• The problem: Go through the lines below and return every one that contains the word "grass", matching case exactly.
┏━━
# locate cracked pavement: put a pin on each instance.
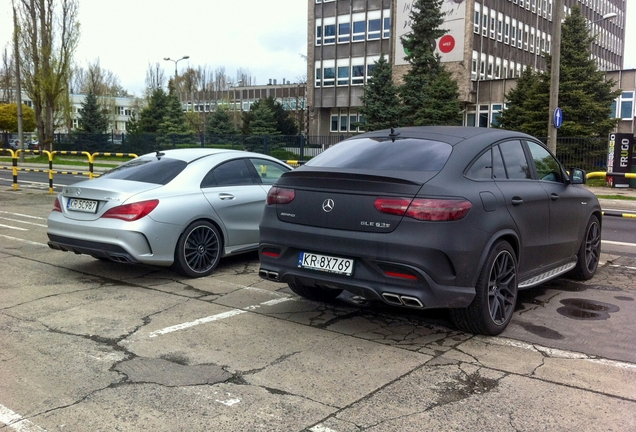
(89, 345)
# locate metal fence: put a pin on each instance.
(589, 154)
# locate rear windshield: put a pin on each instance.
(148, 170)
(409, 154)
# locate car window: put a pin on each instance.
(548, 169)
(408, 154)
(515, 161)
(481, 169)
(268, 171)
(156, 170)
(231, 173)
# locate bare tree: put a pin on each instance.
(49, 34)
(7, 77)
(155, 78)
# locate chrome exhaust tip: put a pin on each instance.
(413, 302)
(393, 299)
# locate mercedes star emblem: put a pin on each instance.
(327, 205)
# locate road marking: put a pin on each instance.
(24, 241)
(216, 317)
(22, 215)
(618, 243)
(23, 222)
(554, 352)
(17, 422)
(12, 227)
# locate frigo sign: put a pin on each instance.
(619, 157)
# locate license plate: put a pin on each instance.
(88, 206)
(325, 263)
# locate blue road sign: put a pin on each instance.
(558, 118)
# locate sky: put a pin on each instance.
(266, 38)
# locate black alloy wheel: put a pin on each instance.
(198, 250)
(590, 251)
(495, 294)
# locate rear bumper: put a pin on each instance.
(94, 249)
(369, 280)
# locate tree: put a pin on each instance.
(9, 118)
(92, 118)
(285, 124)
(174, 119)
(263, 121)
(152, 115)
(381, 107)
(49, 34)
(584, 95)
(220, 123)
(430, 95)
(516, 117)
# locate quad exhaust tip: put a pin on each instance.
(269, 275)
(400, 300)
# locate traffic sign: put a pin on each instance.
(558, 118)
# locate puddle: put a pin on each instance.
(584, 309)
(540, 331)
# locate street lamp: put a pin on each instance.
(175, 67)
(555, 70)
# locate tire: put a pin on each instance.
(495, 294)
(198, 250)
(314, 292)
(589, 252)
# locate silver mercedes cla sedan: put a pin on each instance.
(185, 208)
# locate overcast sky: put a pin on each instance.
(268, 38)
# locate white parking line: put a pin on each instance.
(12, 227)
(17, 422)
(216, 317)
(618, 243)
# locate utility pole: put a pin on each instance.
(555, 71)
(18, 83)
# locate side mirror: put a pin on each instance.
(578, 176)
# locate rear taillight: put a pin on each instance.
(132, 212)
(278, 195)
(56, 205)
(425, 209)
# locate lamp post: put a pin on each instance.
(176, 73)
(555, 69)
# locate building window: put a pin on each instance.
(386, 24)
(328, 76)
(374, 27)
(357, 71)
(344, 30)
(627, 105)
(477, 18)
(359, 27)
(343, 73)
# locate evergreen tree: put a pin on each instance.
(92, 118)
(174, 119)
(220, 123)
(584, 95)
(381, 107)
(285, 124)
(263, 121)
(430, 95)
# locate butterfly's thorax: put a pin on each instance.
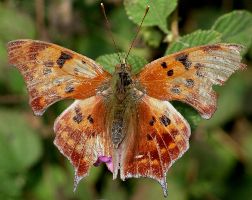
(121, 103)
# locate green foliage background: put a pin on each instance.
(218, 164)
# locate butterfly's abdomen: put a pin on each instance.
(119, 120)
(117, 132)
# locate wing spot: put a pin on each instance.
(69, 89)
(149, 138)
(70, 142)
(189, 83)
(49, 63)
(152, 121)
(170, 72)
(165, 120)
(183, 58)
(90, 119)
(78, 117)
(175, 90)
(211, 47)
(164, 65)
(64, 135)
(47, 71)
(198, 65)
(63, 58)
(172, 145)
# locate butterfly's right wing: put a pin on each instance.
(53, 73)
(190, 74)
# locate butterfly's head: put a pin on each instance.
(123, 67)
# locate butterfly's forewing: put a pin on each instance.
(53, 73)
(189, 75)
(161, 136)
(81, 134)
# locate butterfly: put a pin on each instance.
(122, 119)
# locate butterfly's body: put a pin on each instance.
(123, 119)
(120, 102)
┗━━
┏━━
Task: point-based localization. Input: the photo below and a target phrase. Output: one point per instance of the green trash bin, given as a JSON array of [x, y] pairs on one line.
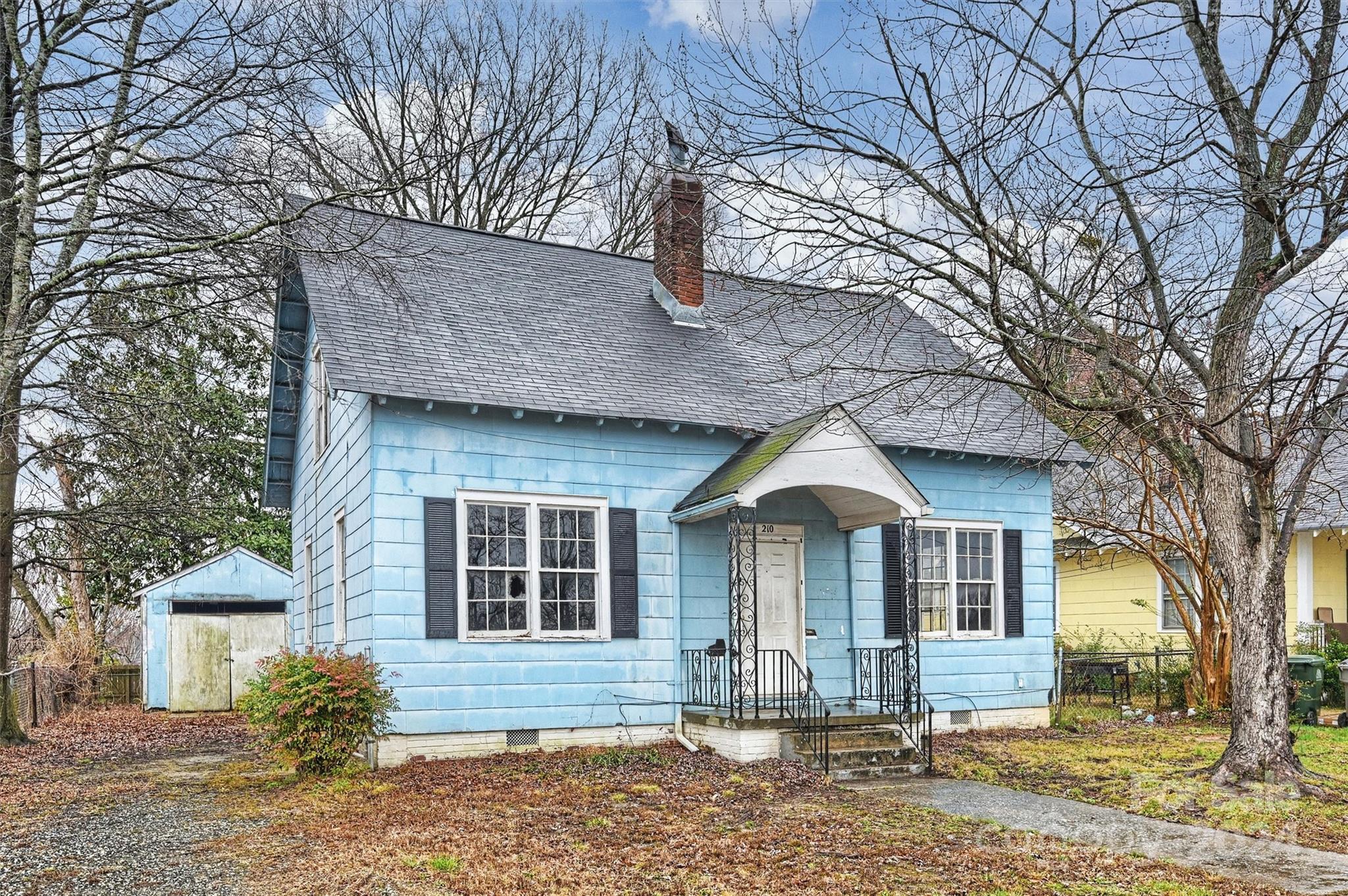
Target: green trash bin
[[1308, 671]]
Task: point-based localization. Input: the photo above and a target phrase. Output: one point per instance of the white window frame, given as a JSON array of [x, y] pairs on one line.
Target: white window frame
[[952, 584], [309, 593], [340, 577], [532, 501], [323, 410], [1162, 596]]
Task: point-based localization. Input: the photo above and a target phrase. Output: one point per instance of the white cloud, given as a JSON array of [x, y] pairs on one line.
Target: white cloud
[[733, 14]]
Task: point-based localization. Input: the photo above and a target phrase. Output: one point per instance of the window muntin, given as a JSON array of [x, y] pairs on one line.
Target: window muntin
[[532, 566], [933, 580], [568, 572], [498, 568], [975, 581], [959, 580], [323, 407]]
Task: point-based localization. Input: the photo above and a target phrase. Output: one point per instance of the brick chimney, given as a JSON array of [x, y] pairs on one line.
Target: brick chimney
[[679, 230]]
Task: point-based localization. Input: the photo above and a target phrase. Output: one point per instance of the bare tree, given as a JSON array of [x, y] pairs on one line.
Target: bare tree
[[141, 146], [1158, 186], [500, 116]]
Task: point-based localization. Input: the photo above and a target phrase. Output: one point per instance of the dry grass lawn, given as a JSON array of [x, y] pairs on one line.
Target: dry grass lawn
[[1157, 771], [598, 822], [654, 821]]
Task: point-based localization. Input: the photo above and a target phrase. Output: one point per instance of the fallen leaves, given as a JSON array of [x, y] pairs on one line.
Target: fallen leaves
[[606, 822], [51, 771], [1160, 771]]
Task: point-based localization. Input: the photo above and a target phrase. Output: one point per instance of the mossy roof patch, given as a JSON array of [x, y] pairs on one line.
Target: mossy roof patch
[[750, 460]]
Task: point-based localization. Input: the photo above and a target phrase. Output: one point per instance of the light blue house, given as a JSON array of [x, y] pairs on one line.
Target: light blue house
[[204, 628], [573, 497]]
┗━━
• Result for this task:
Task: point-based localization. Input: the photo above and a target phrase. Output: one point per instance of the dry grass lawn, given as a JSON array of [x, y] pairs on one line.
Target: dry grass lawn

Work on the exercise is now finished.